Records from an annotation dataset:
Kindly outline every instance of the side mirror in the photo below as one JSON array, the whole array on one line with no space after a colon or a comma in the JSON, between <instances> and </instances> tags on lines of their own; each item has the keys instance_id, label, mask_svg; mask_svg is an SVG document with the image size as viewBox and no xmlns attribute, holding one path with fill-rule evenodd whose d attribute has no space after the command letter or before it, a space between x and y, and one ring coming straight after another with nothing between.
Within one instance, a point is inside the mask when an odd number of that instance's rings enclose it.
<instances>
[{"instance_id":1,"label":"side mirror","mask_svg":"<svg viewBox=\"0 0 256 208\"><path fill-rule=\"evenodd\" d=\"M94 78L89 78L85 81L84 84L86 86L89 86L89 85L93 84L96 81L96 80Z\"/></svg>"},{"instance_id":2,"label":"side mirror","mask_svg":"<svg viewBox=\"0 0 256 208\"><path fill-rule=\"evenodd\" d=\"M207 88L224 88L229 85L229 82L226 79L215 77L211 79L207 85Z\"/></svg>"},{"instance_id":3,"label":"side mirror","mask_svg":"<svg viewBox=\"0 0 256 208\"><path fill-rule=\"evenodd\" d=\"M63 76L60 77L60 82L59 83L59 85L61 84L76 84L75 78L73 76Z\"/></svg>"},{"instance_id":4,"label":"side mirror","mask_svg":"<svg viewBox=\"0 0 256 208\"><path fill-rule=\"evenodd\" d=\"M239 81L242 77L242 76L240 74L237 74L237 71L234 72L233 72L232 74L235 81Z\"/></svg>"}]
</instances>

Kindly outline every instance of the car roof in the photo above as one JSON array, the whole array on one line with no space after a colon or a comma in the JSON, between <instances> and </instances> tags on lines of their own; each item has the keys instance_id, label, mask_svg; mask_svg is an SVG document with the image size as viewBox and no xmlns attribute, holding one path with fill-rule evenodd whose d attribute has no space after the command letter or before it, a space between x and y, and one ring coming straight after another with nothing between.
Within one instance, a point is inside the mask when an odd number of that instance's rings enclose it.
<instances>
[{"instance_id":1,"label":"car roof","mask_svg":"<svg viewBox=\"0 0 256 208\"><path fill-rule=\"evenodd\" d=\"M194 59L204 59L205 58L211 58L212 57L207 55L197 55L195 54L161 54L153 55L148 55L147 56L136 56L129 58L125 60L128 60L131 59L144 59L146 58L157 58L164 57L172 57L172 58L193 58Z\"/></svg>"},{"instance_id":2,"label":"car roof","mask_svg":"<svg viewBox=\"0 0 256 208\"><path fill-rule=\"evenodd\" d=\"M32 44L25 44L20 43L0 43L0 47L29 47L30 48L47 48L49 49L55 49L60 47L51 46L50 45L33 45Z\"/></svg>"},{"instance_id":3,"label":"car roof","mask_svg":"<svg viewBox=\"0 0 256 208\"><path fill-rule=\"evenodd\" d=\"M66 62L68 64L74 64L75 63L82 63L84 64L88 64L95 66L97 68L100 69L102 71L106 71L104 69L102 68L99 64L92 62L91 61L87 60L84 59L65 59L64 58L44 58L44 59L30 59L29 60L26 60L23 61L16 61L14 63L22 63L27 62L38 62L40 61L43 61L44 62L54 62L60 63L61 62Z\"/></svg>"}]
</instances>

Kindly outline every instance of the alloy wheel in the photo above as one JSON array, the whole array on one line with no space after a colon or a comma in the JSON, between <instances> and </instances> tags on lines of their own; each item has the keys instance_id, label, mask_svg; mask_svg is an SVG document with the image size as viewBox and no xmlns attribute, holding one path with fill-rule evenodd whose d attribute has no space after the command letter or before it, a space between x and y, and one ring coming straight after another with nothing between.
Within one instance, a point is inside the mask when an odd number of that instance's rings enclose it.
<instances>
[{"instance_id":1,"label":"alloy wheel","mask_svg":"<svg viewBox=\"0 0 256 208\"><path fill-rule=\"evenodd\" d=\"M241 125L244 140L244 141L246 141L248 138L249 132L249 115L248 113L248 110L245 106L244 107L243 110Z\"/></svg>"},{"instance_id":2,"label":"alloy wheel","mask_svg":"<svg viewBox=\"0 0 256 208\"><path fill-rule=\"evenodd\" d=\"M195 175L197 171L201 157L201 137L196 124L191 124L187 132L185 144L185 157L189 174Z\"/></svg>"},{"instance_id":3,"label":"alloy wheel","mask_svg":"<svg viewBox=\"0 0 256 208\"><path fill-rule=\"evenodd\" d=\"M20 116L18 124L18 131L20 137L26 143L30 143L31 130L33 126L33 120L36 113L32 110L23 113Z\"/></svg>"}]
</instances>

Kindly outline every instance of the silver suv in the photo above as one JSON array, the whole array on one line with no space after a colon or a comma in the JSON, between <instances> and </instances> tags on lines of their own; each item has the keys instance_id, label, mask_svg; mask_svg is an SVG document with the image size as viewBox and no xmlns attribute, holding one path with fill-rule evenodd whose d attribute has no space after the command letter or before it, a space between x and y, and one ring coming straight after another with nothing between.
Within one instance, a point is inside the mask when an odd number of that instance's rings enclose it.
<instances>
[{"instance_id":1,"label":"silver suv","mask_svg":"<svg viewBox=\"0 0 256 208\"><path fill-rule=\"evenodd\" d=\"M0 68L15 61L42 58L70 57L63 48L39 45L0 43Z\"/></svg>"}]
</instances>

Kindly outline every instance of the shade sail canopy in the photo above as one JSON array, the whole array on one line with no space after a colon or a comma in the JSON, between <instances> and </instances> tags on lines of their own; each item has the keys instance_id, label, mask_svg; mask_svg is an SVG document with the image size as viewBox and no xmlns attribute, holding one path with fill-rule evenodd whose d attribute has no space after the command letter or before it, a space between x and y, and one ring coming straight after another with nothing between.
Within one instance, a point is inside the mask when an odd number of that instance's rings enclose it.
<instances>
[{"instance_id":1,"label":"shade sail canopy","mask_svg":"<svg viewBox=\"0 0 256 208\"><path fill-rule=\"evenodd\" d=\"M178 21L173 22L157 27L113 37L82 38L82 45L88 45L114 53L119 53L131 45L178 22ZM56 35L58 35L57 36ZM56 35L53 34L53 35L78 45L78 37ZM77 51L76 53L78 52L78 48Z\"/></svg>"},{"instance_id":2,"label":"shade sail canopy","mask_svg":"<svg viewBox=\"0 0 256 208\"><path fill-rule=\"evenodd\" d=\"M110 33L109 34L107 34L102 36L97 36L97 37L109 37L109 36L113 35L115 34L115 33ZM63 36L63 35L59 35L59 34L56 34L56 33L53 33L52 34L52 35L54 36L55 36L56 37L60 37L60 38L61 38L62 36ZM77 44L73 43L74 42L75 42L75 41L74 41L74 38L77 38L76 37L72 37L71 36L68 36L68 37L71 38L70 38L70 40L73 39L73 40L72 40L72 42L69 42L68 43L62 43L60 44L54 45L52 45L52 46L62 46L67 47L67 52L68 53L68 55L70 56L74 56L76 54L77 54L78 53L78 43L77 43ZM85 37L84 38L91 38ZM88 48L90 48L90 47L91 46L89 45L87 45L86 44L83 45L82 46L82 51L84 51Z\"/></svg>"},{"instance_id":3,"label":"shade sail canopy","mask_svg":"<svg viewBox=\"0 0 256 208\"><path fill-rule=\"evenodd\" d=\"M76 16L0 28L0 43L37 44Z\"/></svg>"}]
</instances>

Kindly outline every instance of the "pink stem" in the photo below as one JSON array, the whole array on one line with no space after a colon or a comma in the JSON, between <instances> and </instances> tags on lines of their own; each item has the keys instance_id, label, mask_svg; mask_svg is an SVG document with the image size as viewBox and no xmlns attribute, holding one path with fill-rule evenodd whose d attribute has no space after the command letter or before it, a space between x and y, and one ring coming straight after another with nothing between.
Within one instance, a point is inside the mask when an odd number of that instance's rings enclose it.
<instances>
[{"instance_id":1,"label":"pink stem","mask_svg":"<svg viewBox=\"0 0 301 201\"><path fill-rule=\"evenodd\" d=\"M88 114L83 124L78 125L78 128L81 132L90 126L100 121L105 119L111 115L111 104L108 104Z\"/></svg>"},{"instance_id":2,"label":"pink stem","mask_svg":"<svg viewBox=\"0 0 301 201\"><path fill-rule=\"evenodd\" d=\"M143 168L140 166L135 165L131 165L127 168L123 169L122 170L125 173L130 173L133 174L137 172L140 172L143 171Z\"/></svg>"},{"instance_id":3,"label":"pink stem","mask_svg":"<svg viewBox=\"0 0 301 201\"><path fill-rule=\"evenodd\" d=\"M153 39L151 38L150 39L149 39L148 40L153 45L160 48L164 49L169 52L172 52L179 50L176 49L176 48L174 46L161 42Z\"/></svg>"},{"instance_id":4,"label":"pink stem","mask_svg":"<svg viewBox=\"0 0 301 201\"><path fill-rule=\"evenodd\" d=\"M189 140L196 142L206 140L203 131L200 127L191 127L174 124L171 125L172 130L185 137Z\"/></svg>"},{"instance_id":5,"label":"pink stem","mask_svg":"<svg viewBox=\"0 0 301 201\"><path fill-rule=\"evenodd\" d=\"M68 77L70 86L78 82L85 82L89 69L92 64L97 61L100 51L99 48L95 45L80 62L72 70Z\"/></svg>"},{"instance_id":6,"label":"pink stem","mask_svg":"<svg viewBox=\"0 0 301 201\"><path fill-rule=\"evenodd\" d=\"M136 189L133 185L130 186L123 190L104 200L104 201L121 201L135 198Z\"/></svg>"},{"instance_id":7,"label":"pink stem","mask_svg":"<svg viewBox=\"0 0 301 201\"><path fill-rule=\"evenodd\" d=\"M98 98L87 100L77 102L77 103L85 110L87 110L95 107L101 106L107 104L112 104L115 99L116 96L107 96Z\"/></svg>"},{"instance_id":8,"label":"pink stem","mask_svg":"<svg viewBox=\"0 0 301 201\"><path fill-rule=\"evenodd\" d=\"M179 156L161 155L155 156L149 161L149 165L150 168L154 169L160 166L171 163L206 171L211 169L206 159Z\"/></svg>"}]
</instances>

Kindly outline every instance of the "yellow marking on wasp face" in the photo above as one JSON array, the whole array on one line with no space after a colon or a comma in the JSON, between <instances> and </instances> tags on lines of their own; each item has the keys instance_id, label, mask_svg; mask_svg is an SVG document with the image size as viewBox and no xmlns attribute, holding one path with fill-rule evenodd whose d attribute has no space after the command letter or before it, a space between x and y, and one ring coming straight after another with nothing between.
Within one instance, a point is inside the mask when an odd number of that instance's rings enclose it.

Problem details –
Lines from the one containing "marking on wasp" through the final line are to be given again verbatim, with nothing before or after.

Answer to this task –
Kindly outline every instance of the "yellow marking on wasp face" in the photo above as one JSON array, the whole array on one line with no space after a colon or a comma in the JSON, between <instances> and </instances> tags on lines of their own; each item has the keys instance_id, label, mask_svg; mask_svg is an SVG document with the image size as viewBox and no xmlns attribute, holding one path with fill-rule evenodd whose d attribute has no space after the command letter or before it, a space between x and y, and one ring coming straight after another with nothing between.
Within one instance, a point is inside the mask when an odd number of that instance's rings enclose it.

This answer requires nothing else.